(THE DATA)

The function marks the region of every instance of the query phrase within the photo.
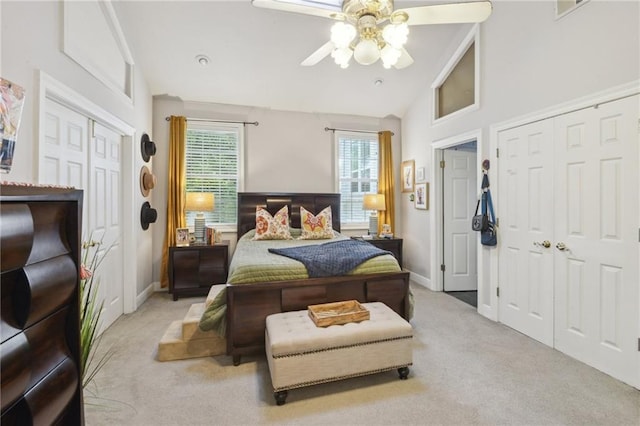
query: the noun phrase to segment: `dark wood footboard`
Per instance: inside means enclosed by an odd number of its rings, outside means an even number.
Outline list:
[[[319,303],[383,302],[409,320],[409,273],[348,275],[251,285],[227,285],[227,354],[234,364],[264,352],[268,315],[307,309]]]

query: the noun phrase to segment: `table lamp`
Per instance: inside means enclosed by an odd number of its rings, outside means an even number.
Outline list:
[[[187,200],[184,209],[197,212],[193,221],[193,234],[197,243],[204,243],[204,212],[212,212],[215,206],[213,193],[211,192],[187,192]]]
[[[362,208],[371,210],[369,216],[369,235],[378,235],[378,211],[386,210],[383,194],[364,194]]]

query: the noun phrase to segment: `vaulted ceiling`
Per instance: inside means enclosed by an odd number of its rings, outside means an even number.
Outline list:
[[[396,8],[443,3],[397,1]],[[415,62],[397,70],[380,62],[341,69],[327,57],[300,62],[329,40],[334,21],[260,9],[250,0],[117,1],[129,47],[153,95],[287,111],[402,117],[430,86],[443,49],[470,24],[411,27]],[[207,66],[198,55],[210,58]],[[431,77],[429,77],[431,76]],[[375,81],[382,83],[376,85]]]

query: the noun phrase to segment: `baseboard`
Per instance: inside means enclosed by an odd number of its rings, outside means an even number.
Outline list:
[[[169,291],[169,287],[162,287],[160,281],[154,281],[151,283],[153,291]]]
[[[149,284],[144,290],[136,296],[136,309],[138,309],[147,300],[154,291],[154,283]]]
[[[406,271],[406,272],[409,272],[409,279],[410,279],[411,281],[413,281],[414,283],[419,284],[419,285],[421,285],[422,287],[426,287],[426,288],[428,288],[429,290],[434,290],[434,289],[431,287],[431,280],[430,280],[429,278],[424,277],[424,276],[419,275],[419,274],[416,274],[415,272],[412,272],[412,271],[410,271],[410,270],[408,270],[408,269],[405,269],[405,271]],[[434,290],[434,291],[435,291],[435,290]]]

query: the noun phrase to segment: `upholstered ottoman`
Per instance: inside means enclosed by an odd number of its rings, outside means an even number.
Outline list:
[[[278,405],[289,389],[398,369],[413,361],[411,324],[384,303],[363,303],[370,319],[316,327],[308,311],[267,317],[265,346]]]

(End THE DATA)

Lines that contain "query" are the result; find them in the entries above and copy each one.

RESULT OF THE TASK:
The function marks the region of every instance of the query phrase within the photo.
query: the noun phrase to segment: `dark wood footboard`
query: the noun phrase to segment: `table lamp`
query: the noun phrase to segment: `vaulted ceiling`
query: the noun phrase to segment: `baseboard`
query: the noun phrase to segment: `upholstered ottoman`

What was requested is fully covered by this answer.